## List of tasks:
a: The article on hoof disease calls trimming the frog an essential step. In one to three sentences, explain why, according to the article.
b: In the article on hoof disease, rewrite the part that begins with "The new formulas" and ends with "with successive trimmings.", changing "safe products" to "non-acidic products".
[[ Supplied text open ]]
The first line of defense against hoof disease is usually the farrier. While horse owners may want you to quickly eliminate a suspected hoof infection in one treatment (as part of the routine trimming and shoeing), it will be essential to provide sound advice in the form of a game plan.
The reality is deeply rooted infections such as white line disease and chronic thrush are nearly impossible to kill with one application of a robust topical agent. Bacteria and fungi are adept at hiding among healthy hoof tissue through millions of years of evolution.
One application of a robust chemical agent will not stop them. Unless you can get to the infection early enough, repeated use of these potent chemical agents can be counterproductive.
Caustic chemicals can be deadly to bacteria and fungi, but their continued service is usually harmful to the surrounding healthy hoof tissue and will slow the healing process.
A Game Plan that Works
Step 1. Once a hoof disease is determined, the farrier should get the horse owner to share the responsibility for the follow-up treatment.
Step 2. Removing diseased tissue and trimming the frog are essential steps to be completed by the farrier. Trimming opens the hooves to oxygen, giving them a head start to the healing process. Improperly trimmed feet prevent oxygen from getting in the crevices where hoof disease can fester.
Step 3. The horse owner should clean the feet and keep the affected areas open for oxygen by picking and brushing. The farrier should also recommend that horse owners use only commercially available topical products with a proven track record for safety and efficacy against hoof disease. Household chemicals and old home remedies recommended by the farrier do not usually carry “product liability insurance” protecting the farrier or horse owner if results go awry.
The SBS Equine researchers and others have been developing new formulas for stopping bacteria and fungi without harming sensitive surrounding tissue. The harmful organisms are like moving targets and adapt to change to avoid destruction.
The new formulas are not acidic and can be used to control infection, giving healthy hoof tissue a chance to grow and prosper. Even if you don’t kill all the harmful organisms initially, repeated and consistent use with these safe products may kill enough of them to slow the advancement of the disease to the point that it may grow out with successive trimmings.
Stain Markers Gaining Popularity
Several manufacturers are using new technology containing medical-grade stain markers. They produce “telltale” gels, which turn diseased hoof tissue a dark blue color. The stain shows when and where to add more gel as the blue color fades.
The gel products are used for fighting hoof diseases in nail holes, cracks, voids and under shoes and pads. Gels are time-release formulas that can last for days. Unlike runny liquid formulas, gels typically stay put deep in the sulcus of the frog and along the horn rim without running.
They also can be used under shoes and pads for prevention and early treatment. Feet that are not well maintained or balanced can contribute to the onset of hoof diseases, such as thrush and white line.
[[ Supplied text closed ]]
[[ Supplied data open ]]
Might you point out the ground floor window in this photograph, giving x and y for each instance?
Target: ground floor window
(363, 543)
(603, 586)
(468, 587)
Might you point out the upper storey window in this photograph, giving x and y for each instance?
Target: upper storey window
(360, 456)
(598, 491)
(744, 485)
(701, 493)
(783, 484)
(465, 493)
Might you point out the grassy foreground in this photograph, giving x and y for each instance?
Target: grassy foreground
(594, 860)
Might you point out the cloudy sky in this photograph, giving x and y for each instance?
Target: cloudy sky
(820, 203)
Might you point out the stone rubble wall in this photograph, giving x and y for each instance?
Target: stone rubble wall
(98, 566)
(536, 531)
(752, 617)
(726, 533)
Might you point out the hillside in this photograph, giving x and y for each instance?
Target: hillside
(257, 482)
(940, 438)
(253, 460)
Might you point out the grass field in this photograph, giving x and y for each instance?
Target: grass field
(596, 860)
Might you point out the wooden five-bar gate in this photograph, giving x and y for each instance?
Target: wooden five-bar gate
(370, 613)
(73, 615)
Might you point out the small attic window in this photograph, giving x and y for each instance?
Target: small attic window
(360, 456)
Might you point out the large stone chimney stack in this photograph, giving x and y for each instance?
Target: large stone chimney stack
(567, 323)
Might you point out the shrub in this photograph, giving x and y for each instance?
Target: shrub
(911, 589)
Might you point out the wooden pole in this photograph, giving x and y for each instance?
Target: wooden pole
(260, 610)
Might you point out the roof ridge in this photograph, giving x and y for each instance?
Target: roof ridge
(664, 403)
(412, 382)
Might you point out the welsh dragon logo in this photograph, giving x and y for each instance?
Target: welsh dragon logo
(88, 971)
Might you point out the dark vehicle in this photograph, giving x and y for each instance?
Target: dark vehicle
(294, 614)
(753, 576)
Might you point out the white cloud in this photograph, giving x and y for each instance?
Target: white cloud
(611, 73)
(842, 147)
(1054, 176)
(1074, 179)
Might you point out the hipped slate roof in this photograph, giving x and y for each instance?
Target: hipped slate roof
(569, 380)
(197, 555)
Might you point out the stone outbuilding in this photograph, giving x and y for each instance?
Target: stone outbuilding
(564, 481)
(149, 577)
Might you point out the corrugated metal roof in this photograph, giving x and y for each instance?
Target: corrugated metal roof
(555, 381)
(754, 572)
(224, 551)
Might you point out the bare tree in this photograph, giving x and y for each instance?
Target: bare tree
[[ Supplied data closed ]]
## Answers to the exercise:
a: Trimming opens the hooves to oxygen, which gives them a head start in the healing process. Improperly trimmed feet keep oxygen out of the crevices where hoof disease can fester.

b:
The new formulas are not acidic and can be used to control infection, giving healthy hoof tissue a chance to grow and prosper. Even if you don’t kill all the harmful organisms initially, repeated and consistent use with these non-acidic products may kill enough of them to slow the advancement of the disease to the point that it may grow out with successive trimmings.